Photo-based referring expression data
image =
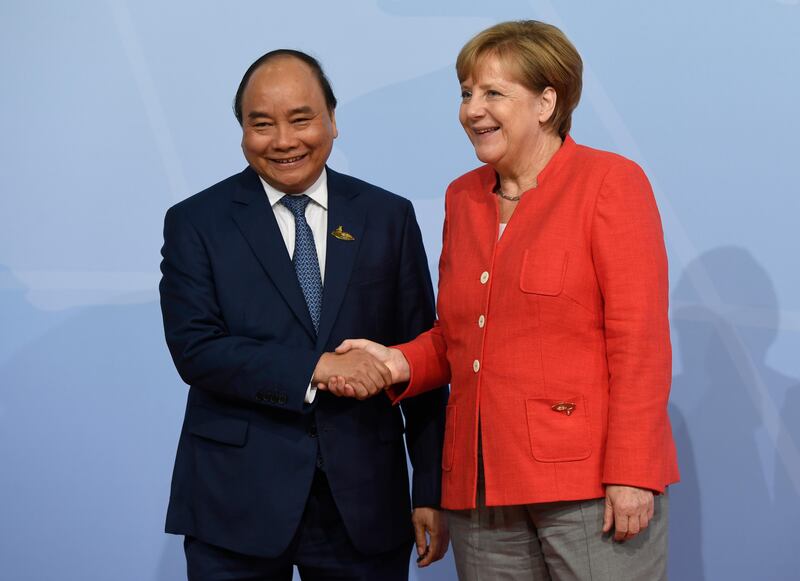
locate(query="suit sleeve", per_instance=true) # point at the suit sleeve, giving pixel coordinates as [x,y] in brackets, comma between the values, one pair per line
[631,266]
[427,353]
[206,355]
[425,415]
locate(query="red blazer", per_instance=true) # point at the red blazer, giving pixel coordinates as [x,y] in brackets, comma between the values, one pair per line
[555,338]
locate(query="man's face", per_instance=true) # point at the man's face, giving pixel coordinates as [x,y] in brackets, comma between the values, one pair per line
[287,130]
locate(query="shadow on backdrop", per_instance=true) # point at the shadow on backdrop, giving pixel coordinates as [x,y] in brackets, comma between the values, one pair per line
[725,314]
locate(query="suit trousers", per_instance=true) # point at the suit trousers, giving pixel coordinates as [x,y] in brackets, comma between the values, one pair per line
[554,541]
[321,550]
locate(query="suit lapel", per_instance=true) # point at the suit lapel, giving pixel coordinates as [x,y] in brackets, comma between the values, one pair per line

▶ Your task:
For the records above, give every line again exactly and skip the pictures.

▶ Answer to the exercise:
image =
locate(query="suit sleeve", per_instance=true) # point at the suit sleeve, giving pixel coordinates as [x,y] in brackets, comma between the values, one pair per line
[631,266]
[427,353]
[206,355]
[425,415]
locate(query="red blazer", per_instance=true) # point at the red blazer, giving pixel coordinates as [x,y] in brackets, comma between the values, one pair per line
[555,338]
locate(query="man's face", per_instance=true) # point at the man's face, giving pixel coordinates as [x,y] in brackets, comma between the values, one pair per line
[287,130]
locate(query="shadow on backdrop", per_instance=true) # point at the shadow on backdrop, giving pixel coordinates as [x,y] in brackets, comma between the values, one pair per line
[725,314]
locate(query="suit trousers", per_instance=true) # point at the suit trousers, giving pixel coordinates as [x,y] in brackets, comma between the values, one pair per line
[554,541]
[321,550]
locate(query="suit lapel", per_instance=true) # point at the suit lapel, giving pixel coordinates as [x,y] in brackets, comma between the values, one pair per line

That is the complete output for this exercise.